#### [DESCRIPTION OF THE TASK]
Set down the records once more, please, exactly and with the pictures left out.

____ RECORDS FOR THE TASK

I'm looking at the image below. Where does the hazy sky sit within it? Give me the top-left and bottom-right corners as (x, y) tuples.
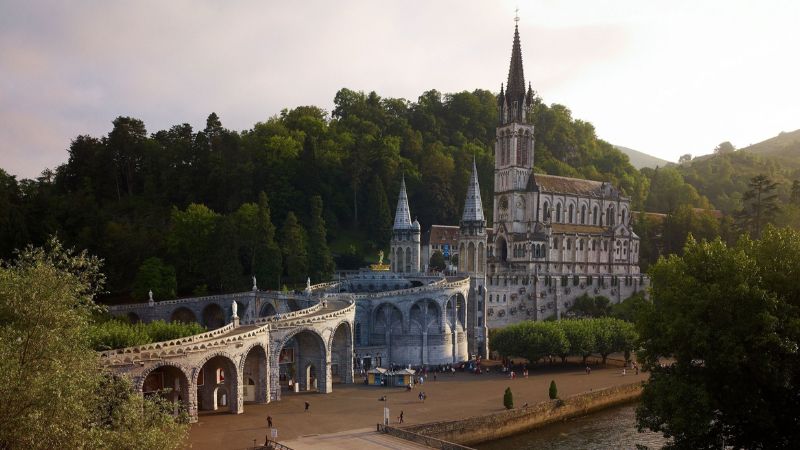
(2, 0), (799, 179)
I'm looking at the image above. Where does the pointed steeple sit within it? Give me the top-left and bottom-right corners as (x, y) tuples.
(461, 159), (485, 223)
(393, 176), (412, 230)
(506, 24), (526, 106)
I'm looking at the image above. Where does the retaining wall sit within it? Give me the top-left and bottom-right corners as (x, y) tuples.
(402, 382), (643, 446)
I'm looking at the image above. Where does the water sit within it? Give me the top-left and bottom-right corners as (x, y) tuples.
(476, 403), (669, 450)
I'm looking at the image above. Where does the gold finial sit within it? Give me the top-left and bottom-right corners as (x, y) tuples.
(515, 6), (520, 23)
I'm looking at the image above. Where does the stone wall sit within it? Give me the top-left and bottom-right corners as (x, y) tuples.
(402, 382), (643, 446)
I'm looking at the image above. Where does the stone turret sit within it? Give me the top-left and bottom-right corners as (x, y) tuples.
(458, 159), (488, 358)
(391, 176), (420, 273)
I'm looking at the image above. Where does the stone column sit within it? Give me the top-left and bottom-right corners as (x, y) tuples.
(269, 350), (281, 402)
(320, 357), (333, 393)
(187, 378), (199, 423)
(231, 370), (243, 415)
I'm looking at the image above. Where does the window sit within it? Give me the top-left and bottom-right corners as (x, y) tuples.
(581, 205), (586, 224)
(543, 202), (550, 220)
(556, 203), (562, 222)
(579, 239), (584, 251)
(567, 239), (572, 250)
(568, 204), (574, 223)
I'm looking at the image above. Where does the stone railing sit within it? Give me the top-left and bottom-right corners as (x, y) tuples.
(246, 300), (324, 326)
(309, 280), (342, 292)
(352, 276), (469, 301)
(108, 291), (257, 312)
(268, 298), (356, 330)
(377, 424), (473, 450)
(98, 323), (235, 360)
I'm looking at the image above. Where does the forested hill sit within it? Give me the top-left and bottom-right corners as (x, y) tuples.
(0, 87), (643, 301)
(677, 130), (800, 215)
(614, 145), (671, 169)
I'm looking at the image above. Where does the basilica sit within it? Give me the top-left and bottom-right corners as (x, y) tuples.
(395, 23), (646, 355)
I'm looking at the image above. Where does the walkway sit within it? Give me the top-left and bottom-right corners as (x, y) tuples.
(188, 362), (646, 449)
(283, 428), (430, 450)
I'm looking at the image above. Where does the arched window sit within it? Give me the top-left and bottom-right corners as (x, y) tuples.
(593, 206), (599, 225)
(579, 239), (584, 251)
(622, 209), (627, 225)
(556, 203), (562, 222)
(567, 239), (572, 250)
(543, 202), (550, 220)
(581, 205), (586, 224)
(607, 206), (615, 226)
(568, 204), (574, 223)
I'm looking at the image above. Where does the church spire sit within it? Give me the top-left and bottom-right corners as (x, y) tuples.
(393, 175), (412, 230)
(461, 159), (485, 223)
(506, 24), (526, 106)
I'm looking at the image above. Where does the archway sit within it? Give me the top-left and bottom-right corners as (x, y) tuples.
(259, 302), (277, 318)
(202, 303), (225, 329)
(373, 303), (403, 367)
(171, 307), (197, 324)
(141, 364), (190, 417)
(241, 345), (267, 403)
(410, 299), (441, 365)
(496, 236), (508, 263)
(275, 330), (327, 396)
(330, 322), (353, 384)
(196, 354), (238, 413)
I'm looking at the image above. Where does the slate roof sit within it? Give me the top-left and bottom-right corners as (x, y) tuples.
(532, 174), (609, 197)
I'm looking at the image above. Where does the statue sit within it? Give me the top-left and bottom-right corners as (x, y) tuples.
(307, 277), (311, 290)
(232, 300), (238, 318)
(252, 275), (258, 291)
(148, 289), (154, 304)
(378, 250), (384, 265)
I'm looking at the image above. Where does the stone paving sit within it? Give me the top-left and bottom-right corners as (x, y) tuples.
(188, 361), (646, 449)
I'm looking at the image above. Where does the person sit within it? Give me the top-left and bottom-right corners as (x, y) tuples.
(622, 367), (627, 376)
(585, 366), (591, 375)
(635, 363), (639, 375)
(304, 401), (310, 412)
(267, 415), (273, 428)
(418, 392), (423, 402)
(433, 373), (437, 382)
(399, 410), (404, 424)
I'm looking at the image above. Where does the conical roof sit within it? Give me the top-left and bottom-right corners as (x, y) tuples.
(506, 24), (526, 105)
(461, 159), (485, 222)
(393, 176), (412, 230)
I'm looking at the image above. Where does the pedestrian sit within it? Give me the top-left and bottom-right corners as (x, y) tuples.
(418, 392), (423, 402)
(433, 373), (437, 382)
(267, 415), (273, 428)
(635, 364), (639, 375)
(399, 410), (404, 424)
(622, 367), (627, 376)
(304, 401), (310, 412)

________

#### [SOLUTION TO THE PROBLEM]
I'm looking at the image below. Where does the hazy sky sit within it? Give me the top-left and bottom-right corners as (x, y) tuples.
(2, 0), (799, 179)
I'm looking at the image above. Where does the pointed steeple sit within it? Give me the top-left and bottom-right corners as (x, y) tuples.
(461, 159), (485, 223)
(393, 176), (412, 230)
(506, 24), (526, 106)
I'm looking at the image above. Where does the retaining wall sit within it? Give me the top-left and bottom-right corners as (x, y) tuples.
(402, 382), (643, 446)
I'm looking at the image above. Where does the water sit within it? Give me the top-left and bottom-right corners as (x, y) tuples.
(476, 403), (669, 450)
I'm looking at the image above. Where does the gold finial sit within it? Give me the top-left and bottom-right corners as (x, y) tuples.
(515, 6), (520, 23)
I'm looking at the image above. Where does the stone wall sit within it? Give me the top-left and bottom-right corners as (x, y) tuples.
(402, 382), (643, 446)
I'm looking at the image above. Where does the stone turret sit within it? Give me the top-left and bottom-right corners as (x, y) tuples.
(458, 159), (488, 358)
(391, 176), (420, 273)
I'm looking at the image above. Where does the stone column sit within it? Give me the top-left and bottom-right corners as (x, y) tuples.
(269, 350), (281, 402)
(320, 357), (333, 393)
(187, 378), (199, 423)
(231, 370), (243, 415)
I'm looking at the image above. Where does the window sit within it? Give me the top-left and bottom-right corners as (x, y) tuples.
(581, 205), (586, 224)
(543, 202), (550, 220)
(556, 203), (562, 222)
(579, 239), (584, 251)
(567, 239), (572, 250)
(568, 204), (574, 223)
I'm looking at the image above. Where does the stone railing sit within it? Give me the top-left and bottom-right corners as (x, y) tuples.
(246, 300), (324, 326)
(309, 280), (342, 292)
(352, 276), (469, 301)
(108, 291), (257, 312)
(268, 298), (356, 330)
(377, 424), (473, 450)
(98, 323), (235, 360)
I'm looking at the image above. Where does the forested hill sit within it? Give me the top-left and bottom-right corners as (x, y) tuples.
(0, 87), (643, 301)
(677, 130), (800, 215)
(614, 145), (671, 169)
I'm looking at the image above. Where does the basilica sit within it? Give me the top-left and bottom-right corners as (x, y) tuples.
(395, 23), (646, 355)
I'm looking at the image above. Where does the walkway sit within it? Give me the top-left and bottom-right corners as (x, y) tuples.
(188, 362), (646, 449)
(283, 428), (430, 450)
I'm looking at the image above. Where does the arched window sit within it? Give me the top-left and bottom-right corners as (x, y) tuples.
(593, 206), (599, 225)
(579, 239), (584, 251)
(622, 209), (627, 225)
(556, 203), (562, 222)
(567, 239), (572, 250)
(543, 202), (550, 220)
(581, 205), (586, 224)
(607, 206), (615, 226)
(568, 204), (574, 223)
I'm looking at the image above. Where does the church spire sit within it? Give me the top-left and bottom-right corners as (x, y) tuples.
(393, 175), (412, 230)
(461, 159), (485, 223)
(506, 24), (526, 106)
I'm looking at the image above. Where does the archway sit within it? Give me the top-left and bottom-right corners as (x, y) tuples.
(259, 302), (277, 318)
(202, 303), (225, 329)
(373, 303), (403, 367)
(171, 307), (197, 324)
(141, 364), (190, 417)
(241, 345), (267, 403)
(410, 299), (441, 365)
(496, 236), (508, 263)
(275, 330), (327, 396)
(330, 322), (353, 384)
(196, 354), (238, 413)
I'm looking at the image above. Where does the slate roof sit within it? Give me the top-left and bottom-right corners as (x, y) tuples.
(532, 174), (609, 197)
I'm looking at the image above. Where does the statue sit within it? Give me the top-left and bottom-right corners as (x, y) tuples.
(307, 277), (311, 290)
(232, 300), (238, 318)
(252, 275), (258, 291)
(148, 289), (154, 304)
(378, 250), (384, 265)
I'm looking at the image above. Where does the stone paving sit within it? Give me the top-left and bottom-right corners as (x, y) tuples.
(188, 361), (646, 449)
I'm looking at the image above. Where does the person sit within it? Give me the top-left and bottom-right corners as (x, y) tuples.
(622, 367), (627, 376)
(585, 366), (591, 375)
(635, 363), (639, 375)
(304, 401), (310, 412)
(267, 415), (273, 428)
(418, 392), (423, 402)
(433, 373), (437, 382)
(399, 410), (404, 424)
I'm looking at the image above. Where does the conical roof sit within it? Give me the top-left and bottom-right corners as (x, y) tuples.
(506, 24), (526, 105)
(461, 159), (485, 222)
(393, 176), (412, 230)
I'm looking at the image above. Where does the pedestrian sit within it? Give me the top-left and bottom-right corners as (x, y) tuples.
(418, 392), (423, 402)
(433, 373), (437, 382)
(267, 415), (273, 428)
(635, 364), (639, 375)
(399, 410), (404, 424)
(622, 367), (627, 376)
(304, 401), (310, 412)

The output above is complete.